┏━━
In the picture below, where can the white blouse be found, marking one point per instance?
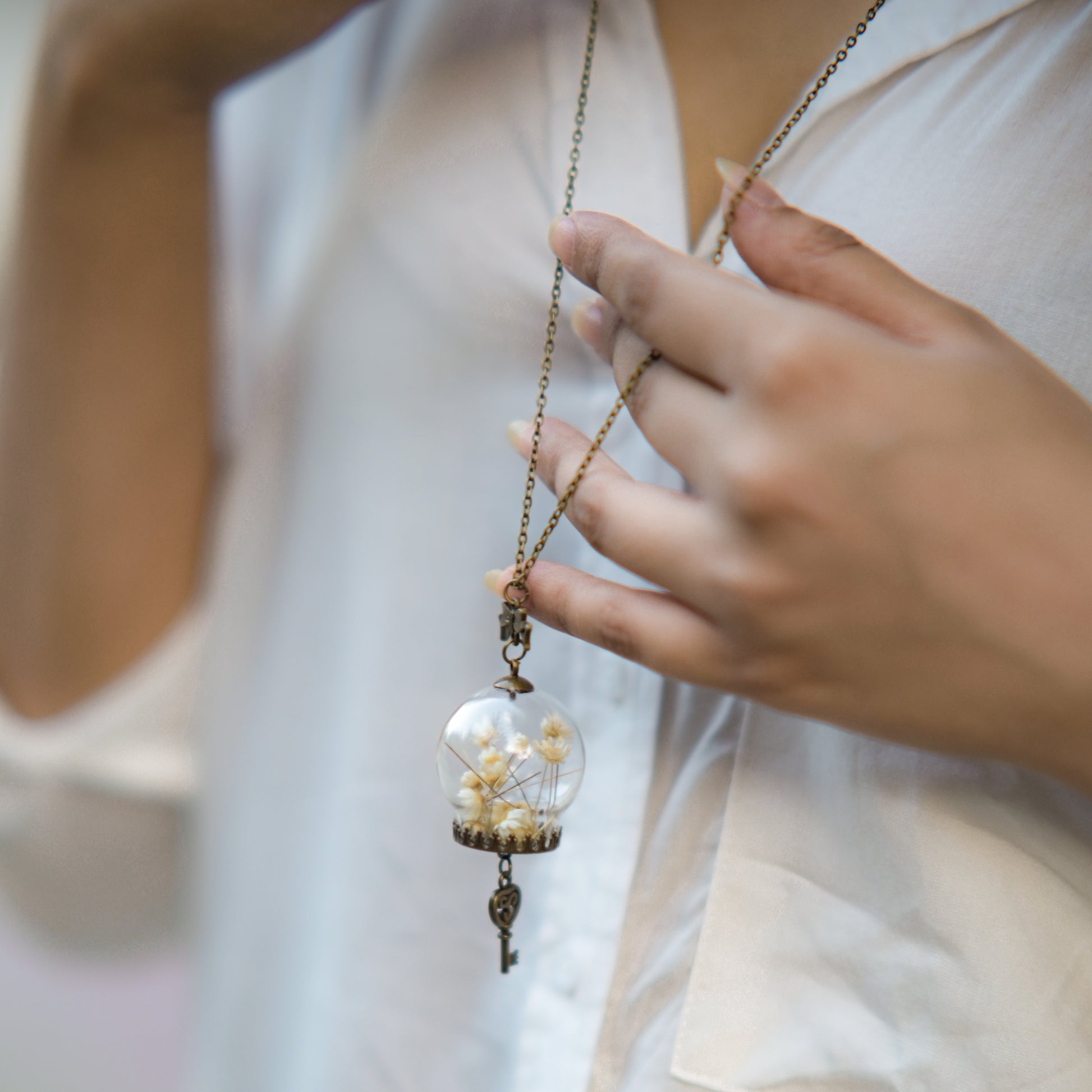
(742, 900)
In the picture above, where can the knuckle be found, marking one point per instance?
(822, 241)
(616, 631)
(793, 368)
(765, 675)
(636, 284)
(759, 484)
(784, 361)
(589, 511)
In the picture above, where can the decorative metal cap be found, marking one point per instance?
(545, 842)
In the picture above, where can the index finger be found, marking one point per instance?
(707, 322)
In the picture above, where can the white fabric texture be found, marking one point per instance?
(410, 334)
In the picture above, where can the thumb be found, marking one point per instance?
(804, 256)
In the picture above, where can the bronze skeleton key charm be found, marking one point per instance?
(504, 907)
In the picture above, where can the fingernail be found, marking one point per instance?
(563, 238)
(759, 192)
(515, 433)
(588, 320)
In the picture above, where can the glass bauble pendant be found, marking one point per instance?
(510, 760)
(510, 763)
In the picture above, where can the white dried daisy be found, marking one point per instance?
(519, 823)
(554, 728)
(471, 804)
(519, 746)
(484, 734)
(492, 766)
(553, 750)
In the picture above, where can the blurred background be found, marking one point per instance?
(71, 1019)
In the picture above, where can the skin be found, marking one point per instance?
(106, 457)
(890, 511)
(738, 69)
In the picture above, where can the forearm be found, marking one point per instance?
(105, 453)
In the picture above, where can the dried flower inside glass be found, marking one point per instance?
(510, 764)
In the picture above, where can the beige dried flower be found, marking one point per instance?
(553, 750)
(519, 823)
(492, 766)
(554, 728)
(519, 746)
(471, 804)
(484, 734)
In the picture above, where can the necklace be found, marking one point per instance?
(510, 758)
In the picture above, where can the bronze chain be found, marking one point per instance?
(524, 563)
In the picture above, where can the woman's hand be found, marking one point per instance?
(890, 525)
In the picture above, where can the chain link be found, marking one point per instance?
(525, 564)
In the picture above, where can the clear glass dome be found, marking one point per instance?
(510, 764)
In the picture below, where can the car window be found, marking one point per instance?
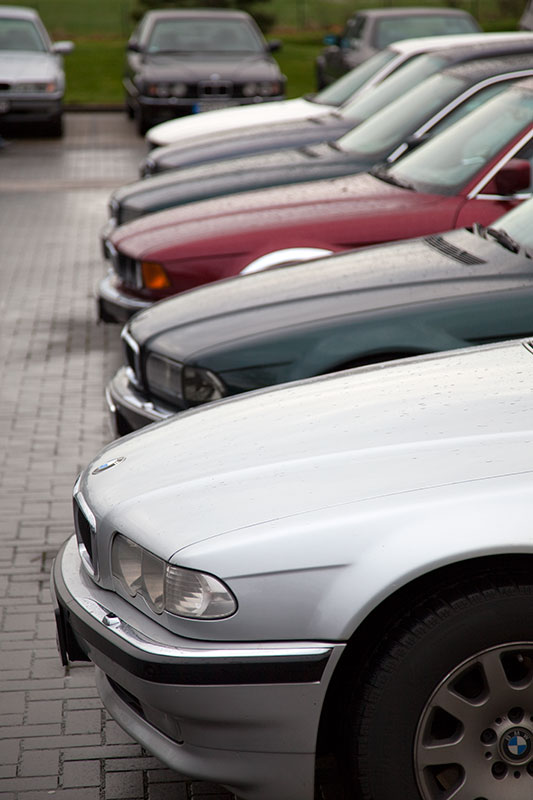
┗━━
**REQUIRED ACTION:** Type out all of the records exactly, leaving out any picture.

**ANSWER BOX:**
In the picture below, where can the white blouse be found, marking one point per instance?
(742, 900)
In the picture above, where can the knuckle be found, marking one point per instance?
(822, 241)
(616, 631)
(793, 368)
(765, 675)
(636, 284)
(759, 484)
(784, 361)
(589, 511)
In the picture above, where can the decorative metal cap be found, marking one point per instance?
(545, 842)
In the picture above, where can the index finger be found, marking one point per instance?
(707, 322)
In the picture above, where can the white fabric texture be found, marking one point per instance?
(410, 334)
In the picture above, where can the thumb be found, marking one point per instance?
(804, 256)
In the picture above, where can the bronze skeleton key charm be found, marking one point per instance?
(504, 907)
In the picture above, where can the fingernail be found, marking one point per instance?
(563, 238)
(759, 192)
(515, 433)
(588, 320)
In the picture above, where can the glass bauble pendant be found, marking one point per instance?
(510, 760)
(510, 763)
In the picture above, where can the white dried daisy be found, marking one point per instance?
(519, 823)
(554, 728)
(471, 804)
(519, 746)
(484, 734)
(492, 766)
(553, 750)
In the picture above, where can the blurred background be found, marking one point per instance?
(71, 1019)
In the picture above, where can the skin be found, marking one point per instance?
(106, 457)
(890, 511)
(738, 69)
In the picture above, where can the forearm be found, marking one point per instance?
(105, 453)
In the picture above, where can the dried flower inside glass be found, marking one point per instance?
(510, 764)
In the picture above, where can the beige dried flower be found, marking one point per instance?
(553, 750)
(519, 823)
(492, 766)
(554, 728)
(519, 746)
(471, 804)
(484, 734)
In the picture above, where can the necklace be found, marking one point per instance?
(510, 758)
In the picture above, where can the bronze chain be found, marking one point per instance?
(524, 563)
In the picture above, where can the woman's hand be found, marking one point per instance?
(890, 525)
In the picture above, where can the chain link be found, marking one point per instance?
(525, 564)
In the picture above, where can the clear glass dome be found, marking one point per instance?
(510, 764)
In the picture below, where can the car window be found, marking one point per instance?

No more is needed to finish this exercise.